◆ WORK TASK 1: Copy this part of the housing market article word for word. Begin at the words "Image source: Getty" and stop after "time to buy.".
◆ WORK TASK 2:
Answer these from the housing market article:
(a) According to the National Association of Realtors, what supply of available homes was on the market as of the end of March?
(b) What supply of available homes is needed so that neither buyers nor sellers have the upper hand?
(c) In which months does the article say a major increase in property listings is normally seen?

-------- EXCERPT

Markets

Will This Summer's Housing Market Be Hotter Than Noon on the Fourth of July?

It's no secret that today's housing market is far from buyer-friendly. Not only is real estate inventory down across the board, but home prices are way up on a national level. Throw in the fact that mortgage rates have risen steadily since the start of the year (and may very well continue to rise in response to rate hikes from the Federal Reserve), and it's no wonder buyers are growing increasingly frustrated by the day.

If you're an everyday buyer looking to purchase a home, or a real estate investor hoping to add to your income property portfolio, you may be wondering what the summer has in store for the housing market. But you may not like what you'll hear.

A row of houses.

Image source: Getty Images.

The market is unlikely to cool off

For the housing market to cool down substantially, something needs to give. Either buyers need to drop out of the market in droves or housing inventory has to ramp up significantly.

Neither is particularly likely to happen this summer. In fact, normally, the spring months are when we see a major increase in property listings. But so far, there's no indication that housing inventory has climbed significantly since the start of that season. As such, we should expect the sizzling market to hold steady well into the coming months, making summer a difficult time to buy.

Now to be clear, this isn't to say that home prices will increase from current levels. That's not very likely, given that mortgage rates have risen so substantially and also because housing inventory has picked up modestly compared to the start of the year.

But we also shouldn't expect a massive uptick in property listings. A lot of people have held off on selling their homes due to pandemic-related and economic uncertainty. Meanwhile, right now, COVID-19 cases are once again rising in parts of the country, and some experts are sounding a warning about an impending economic recession. Current homeowners may feel more secure sitting tight rather than upending their living situations at a time like this.

When will home prices start to come down?

As of the end of March, there was a two-month supply of available homes on the market, according to the National Association of Realtors. In the coming months, that number may very well increase.

But ultimately, it takes a four- to six-month supply of available homes to create a scenario where neither buyers nor sellers have the upper hand in the real estate market. And we're nowhere close to that scenario at present.

At some point, more inventory is bound to hit, which should drive home prices down to more moderate levels. But it's hard to predict when that will happen. And there's a good chance it won't happen in 2022 at all. That means prospective buyers and real estate investors alike will have to sit tight and exercise patience, because anyone who buys a home this summer ultimately risks overpaying in a very big way.

----------------
-------- SOURCE INFORMATION

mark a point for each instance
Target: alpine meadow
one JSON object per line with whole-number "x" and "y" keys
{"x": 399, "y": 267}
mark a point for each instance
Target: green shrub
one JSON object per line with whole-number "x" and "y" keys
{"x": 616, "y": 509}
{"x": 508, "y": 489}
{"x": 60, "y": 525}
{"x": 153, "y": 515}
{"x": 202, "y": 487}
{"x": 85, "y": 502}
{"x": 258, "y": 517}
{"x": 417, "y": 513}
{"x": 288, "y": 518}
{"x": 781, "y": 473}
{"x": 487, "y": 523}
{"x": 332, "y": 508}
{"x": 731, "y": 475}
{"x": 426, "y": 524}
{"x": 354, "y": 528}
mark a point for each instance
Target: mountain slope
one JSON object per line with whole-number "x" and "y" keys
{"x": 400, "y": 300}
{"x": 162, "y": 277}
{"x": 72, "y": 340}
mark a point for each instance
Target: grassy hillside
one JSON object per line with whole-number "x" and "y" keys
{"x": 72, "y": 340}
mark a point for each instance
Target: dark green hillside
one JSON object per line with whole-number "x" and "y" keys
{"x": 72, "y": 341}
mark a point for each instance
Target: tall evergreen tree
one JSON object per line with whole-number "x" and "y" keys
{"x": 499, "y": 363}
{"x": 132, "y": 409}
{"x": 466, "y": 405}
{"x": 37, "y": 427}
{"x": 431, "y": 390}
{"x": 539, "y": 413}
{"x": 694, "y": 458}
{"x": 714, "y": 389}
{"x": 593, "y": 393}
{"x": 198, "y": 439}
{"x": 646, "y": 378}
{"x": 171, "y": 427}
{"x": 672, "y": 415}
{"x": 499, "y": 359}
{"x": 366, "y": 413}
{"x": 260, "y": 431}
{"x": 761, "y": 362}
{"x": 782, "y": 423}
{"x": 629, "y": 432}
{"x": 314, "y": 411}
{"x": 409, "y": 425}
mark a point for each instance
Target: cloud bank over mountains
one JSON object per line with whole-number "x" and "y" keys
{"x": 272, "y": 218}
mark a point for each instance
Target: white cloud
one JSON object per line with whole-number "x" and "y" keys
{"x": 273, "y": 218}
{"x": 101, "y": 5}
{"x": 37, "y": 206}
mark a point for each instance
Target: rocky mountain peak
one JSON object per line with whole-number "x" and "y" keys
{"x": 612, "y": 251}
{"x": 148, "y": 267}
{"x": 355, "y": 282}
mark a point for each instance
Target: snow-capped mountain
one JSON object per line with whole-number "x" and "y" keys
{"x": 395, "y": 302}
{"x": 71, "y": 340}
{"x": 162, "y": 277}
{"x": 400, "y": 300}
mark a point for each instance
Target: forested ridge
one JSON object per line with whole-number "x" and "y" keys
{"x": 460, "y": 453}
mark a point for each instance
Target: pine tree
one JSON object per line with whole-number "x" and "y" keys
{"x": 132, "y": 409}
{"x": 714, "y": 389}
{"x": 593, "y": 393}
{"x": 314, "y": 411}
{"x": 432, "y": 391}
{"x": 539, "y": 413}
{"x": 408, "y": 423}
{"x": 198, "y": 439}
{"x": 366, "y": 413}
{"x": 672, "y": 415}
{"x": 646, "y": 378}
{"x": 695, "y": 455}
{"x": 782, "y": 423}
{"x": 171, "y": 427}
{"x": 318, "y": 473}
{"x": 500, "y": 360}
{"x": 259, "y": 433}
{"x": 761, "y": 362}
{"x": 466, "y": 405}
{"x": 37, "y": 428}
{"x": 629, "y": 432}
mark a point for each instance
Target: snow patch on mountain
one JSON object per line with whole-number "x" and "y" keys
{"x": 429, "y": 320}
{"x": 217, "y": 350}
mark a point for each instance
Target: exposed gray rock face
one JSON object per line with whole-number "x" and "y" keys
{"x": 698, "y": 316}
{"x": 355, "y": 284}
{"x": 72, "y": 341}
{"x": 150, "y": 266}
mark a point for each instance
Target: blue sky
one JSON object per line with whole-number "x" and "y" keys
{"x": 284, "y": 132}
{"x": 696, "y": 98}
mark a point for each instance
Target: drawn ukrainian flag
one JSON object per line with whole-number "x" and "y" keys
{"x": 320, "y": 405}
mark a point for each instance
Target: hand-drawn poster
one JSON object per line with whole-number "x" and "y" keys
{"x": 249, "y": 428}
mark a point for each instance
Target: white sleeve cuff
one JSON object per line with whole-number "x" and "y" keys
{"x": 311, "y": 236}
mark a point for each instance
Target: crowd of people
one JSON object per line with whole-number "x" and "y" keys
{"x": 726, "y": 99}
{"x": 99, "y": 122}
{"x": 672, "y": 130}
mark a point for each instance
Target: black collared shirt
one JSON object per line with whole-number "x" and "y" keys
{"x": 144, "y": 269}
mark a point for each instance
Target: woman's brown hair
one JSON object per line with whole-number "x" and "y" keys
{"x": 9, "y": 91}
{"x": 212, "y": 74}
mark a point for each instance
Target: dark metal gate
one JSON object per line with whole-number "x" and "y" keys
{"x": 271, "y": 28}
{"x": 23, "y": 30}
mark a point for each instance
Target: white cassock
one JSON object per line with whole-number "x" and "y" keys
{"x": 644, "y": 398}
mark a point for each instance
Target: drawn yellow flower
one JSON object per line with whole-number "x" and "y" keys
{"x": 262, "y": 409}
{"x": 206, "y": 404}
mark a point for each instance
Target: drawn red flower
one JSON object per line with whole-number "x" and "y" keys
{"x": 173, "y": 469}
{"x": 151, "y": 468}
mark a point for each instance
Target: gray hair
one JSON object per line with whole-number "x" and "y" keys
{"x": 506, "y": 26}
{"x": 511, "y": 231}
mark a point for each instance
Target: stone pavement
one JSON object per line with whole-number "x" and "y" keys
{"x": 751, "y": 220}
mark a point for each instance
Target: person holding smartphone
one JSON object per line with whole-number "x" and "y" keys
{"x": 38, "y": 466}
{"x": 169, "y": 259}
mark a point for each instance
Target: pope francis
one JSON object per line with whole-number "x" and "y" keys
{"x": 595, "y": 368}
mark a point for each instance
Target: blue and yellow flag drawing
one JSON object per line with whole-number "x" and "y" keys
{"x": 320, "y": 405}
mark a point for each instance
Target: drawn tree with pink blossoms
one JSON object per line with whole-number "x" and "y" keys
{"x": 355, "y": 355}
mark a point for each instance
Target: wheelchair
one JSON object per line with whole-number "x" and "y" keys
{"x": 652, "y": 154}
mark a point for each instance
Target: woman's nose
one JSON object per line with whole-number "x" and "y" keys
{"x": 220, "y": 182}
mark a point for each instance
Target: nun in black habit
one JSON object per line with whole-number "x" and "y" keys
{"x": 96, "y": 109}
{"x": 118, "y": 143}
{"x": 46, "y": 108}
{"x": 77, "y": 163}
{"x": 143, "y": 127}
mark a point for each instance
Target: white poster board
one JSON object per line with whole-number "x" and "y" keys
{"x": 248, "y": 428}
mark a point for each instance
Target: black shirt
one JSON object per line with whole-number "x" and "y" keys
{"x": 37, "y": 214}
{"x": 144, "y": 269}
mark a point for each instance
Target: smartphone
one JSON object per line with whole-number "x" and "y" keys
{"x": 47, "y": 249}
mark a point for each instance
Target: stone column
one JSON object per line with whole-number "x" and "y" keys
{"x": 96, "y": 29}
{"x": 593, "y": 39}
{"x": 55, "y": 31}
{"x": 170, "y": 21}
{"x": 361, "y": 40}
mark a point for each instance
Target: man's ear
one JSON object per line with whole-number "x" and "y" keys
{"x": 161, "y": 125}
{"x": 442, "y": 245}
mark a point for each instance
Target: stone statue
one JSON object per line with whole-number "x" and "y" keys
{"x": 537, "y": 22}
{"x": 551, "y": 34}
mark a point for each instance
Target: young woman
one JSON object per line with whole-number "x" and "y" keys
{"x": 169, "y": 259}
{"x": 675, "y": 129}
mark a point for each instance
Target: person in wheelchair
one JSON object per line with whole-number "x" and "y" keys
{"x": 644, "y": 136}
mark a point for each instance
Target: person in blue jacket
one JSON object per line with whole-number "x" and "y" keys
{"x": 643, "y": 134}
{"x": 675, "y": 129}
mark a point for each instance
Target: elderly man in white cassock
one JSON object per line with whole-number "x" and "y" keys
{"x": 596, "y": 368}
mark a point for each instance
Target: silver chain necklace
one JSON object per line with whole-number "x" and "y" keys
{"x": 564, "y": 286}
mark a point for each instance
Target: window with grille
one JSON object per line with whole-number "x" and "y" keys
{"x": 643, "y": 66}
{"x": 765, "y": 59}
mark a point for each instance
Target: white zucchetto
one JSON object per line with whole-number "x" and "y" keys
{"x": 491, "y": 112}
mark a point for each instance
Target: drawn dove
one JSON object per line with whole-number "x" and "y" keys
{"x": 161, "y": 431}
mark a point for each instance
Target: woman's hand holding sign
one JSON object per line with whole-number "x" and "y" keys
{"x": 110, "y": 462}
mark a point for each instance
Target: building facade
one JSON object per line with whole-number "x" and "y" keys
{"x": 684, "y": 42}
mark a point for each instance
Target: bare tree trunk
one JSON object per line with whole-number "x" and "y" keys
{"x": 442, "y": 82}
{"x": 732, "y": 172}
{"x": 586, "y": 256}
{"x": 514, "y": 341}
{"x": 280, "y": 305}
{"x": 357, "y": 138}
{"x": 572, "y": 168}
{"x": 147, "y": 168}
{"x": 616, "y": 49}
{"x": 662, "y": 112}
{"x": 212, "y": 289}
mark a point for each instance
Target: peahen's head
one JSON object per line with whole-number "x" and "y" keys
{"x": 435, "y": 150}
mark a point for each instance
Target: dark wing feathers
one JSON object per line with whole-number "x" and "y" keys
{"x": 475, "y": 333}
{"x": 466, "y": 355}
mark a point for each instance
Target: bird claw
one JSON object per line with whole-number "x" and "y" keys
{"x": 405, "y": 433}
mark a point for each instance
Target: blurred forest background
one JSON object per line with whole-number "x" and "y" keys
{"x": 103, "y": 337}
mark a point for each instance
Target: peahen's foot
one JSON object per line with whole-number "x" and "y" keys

----------------

◆ FINAL ANSWER 1:
Image source: Getty Images.

The market is unlikely to cool off

For the housing market to cool down substantially, something needs to give. Either buyers need to drop out of the market in droves or housing inventory has to ramp up significantly.

Neither is particularly likely to happen this summer. In fact, normally, the spring months are when we see a major increase in property listings. But so far, there's no indication that housing inventory has climbed significantly since the start of that season. As such, we should expect the sizzling market to hold steady well into the coming months, making summer a difficult time to buy.

◆ FINAL ANSWER 2:
(a) A two-month supply.
(b) A four- to six-month supply.
(c) The spring months.